Speaking at a small news conference in his office Friday morning, Mathes thanked Haslam for listening last year when Mathes and four other sheriffs representing the Tennessee Sheriff’s Association met with him. Mathes said he asked the governor at that time for statewide help in dealing with the increasing problems of methamphetamine production.
“We are excited the governor listened to us,” Mathes said. He said Haslam’s bill “makes it tougher to get large amounts of pseudoephedrine,” a key ingredient in the manufacture of methamphetamine. He said purchases are being tracked under the current law, but criminals have figured out ways to get around it.
Under Haslam’s bill, customers would be limited to one box of cold medicine containing pseudoephedrine per month. That works out to 2.4 grams in 30 days.
Pseudoephedrine is effective in providing relief from the symptoms of allergies and colds, and Mathes said the pharmaceutical industry will probably lobby against the bill.
The Consumer Healthcare Products Association has already argued that the governor’s bill puts an undue burden on consumers.
“We commend Governor Haslam and other Tennessee leaders for their desire to address the state’s methamphetamine problem, but the legislation proposed today would burden law-abiding Tennesseans — particularly those who suffer from frequent allergy symptoms — with severe restrictions on the amount of certain cold and allergy medicines they can obtain before consulting a doctor,” said Scott Melville, president and chief executive officer of CHPA.
The organization pointed out that Tennessee has some of the most severe allergy seasons in the country, with three major cities, Memphis, Knoxville and Chattanooga, among the top 10 most-challenging places to live with fall allergy symptoms, 2013 Allergy and Asthma Foundation of America data said.
Mathes countered by saying most pharmacists he has talked with have told him that most sales of medicines containing pseudoephedrine are not being bought by cold and allergy sufferers.

_Collected data_
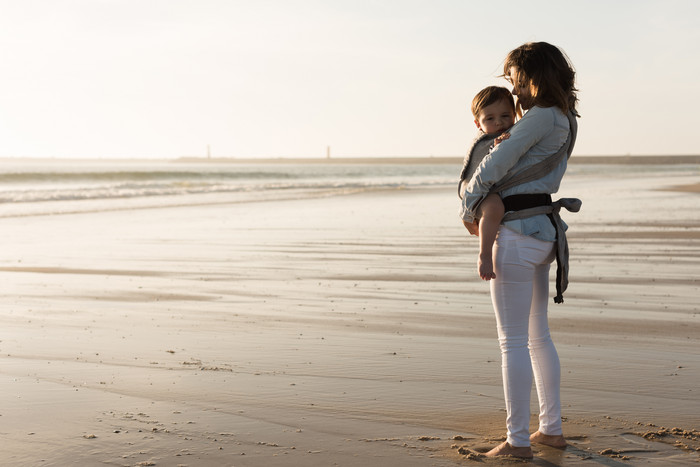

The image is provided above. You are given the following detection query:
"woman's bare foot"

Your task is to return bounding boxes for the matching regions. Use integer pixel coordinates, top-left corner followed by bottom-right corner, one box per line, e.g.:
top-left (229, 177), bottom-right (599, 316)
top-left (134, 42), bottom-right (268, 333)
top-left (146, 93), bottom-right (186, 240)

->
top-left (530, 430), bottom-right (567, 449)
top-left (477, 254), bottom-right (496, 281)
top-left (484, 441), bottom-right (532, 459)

==

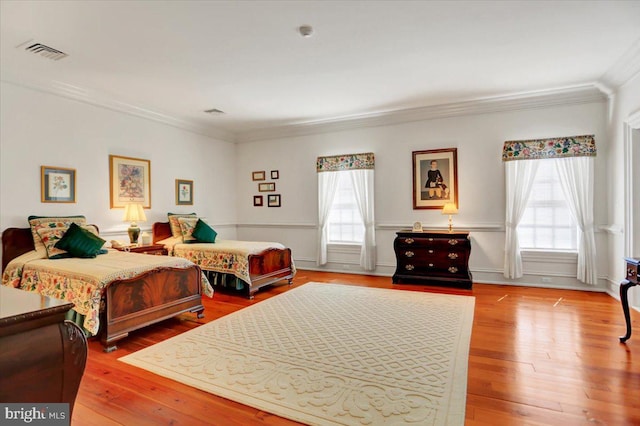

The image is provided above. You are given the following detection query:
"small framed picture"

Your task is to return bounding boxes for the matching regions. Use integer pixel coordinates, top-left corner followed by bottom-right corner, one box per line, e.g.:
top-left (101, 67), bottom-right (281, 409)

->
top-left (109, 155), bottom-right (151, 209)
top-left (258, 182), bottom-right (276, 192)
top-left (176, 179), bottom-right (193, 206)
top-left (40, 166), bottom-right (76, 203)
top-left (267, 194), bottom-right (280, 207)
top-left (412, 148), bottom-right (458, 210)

...

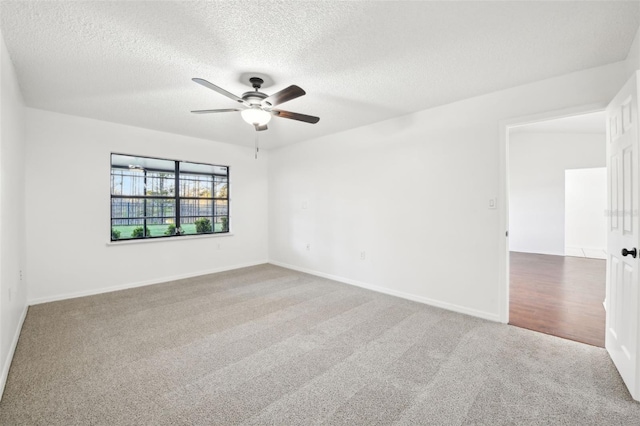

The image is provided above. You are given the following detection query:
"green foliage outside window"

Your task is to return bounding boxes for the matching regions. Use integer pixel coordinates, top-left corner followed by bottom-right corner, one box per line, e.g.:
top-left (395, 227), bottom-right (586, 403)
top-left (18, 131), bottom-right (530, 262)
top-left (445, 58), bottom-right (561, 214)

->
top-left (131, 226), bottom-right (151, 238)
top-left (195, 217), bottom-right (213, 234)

_Task requirements_
a - Answer these questions from the article on the pseudoephedrine bill:
(i) How many other sheriffs were with Mathes when he met with Haslam last year?
(ii) How many grams of pseudoephedrine would a customer be limited to in 30 days under Haslam's bill?
(iii) Who is president and chief executive officer of CHPA?
b - Continue the article on the pseudoephedrine bill, picking up after its final sentence.
The records play no part in the work.

_Solved tasks_
a -
(i) Four.
(ii) 2.4 grams.
(iii) Scott Melville.

b -
“Pharmacists tell me that between 75 and 90 percent of it is being purchased in order to cook meth,” Mathes said
Mathes said methamphetamine is a serious community health problem.
“It is destroying our communities,” he said.
Among the health problems he cited were the number of burn patients from methamphetamine lab explosions.
“Over half the patients in our burn centers are the result of meth lab fires,” Mathes said.
He also said one in three children placed in foster care were removed from methamphetamine-contaminated homes.
While the governor’s bill won’t cure those problems, he said “when there is less pseudoephedrine, there is less methamphetamine being made.”
The CHPA argued that the governor’s bill would be tantamount to a prescription mandate for chronic allergy sufferers. The organization said such a law would “impose unnecessary burdens on law-abiding citizens’ time and pocketbooks.”
Mathes is especially interested in the methamphetamine problem because Carter County has consistently ranked as one of the top three counties in the state in clandestine methamphetamine laboratory busts.
He said one of those in Roan Mountain was especially bad. He called it a “super lab” because it contained “tons of waste” and more than a pound of highly reactive lithium. He said Tommy Farmer with the Tennessee Methamphetamine Task Force said it was the biggest such lab found in the state.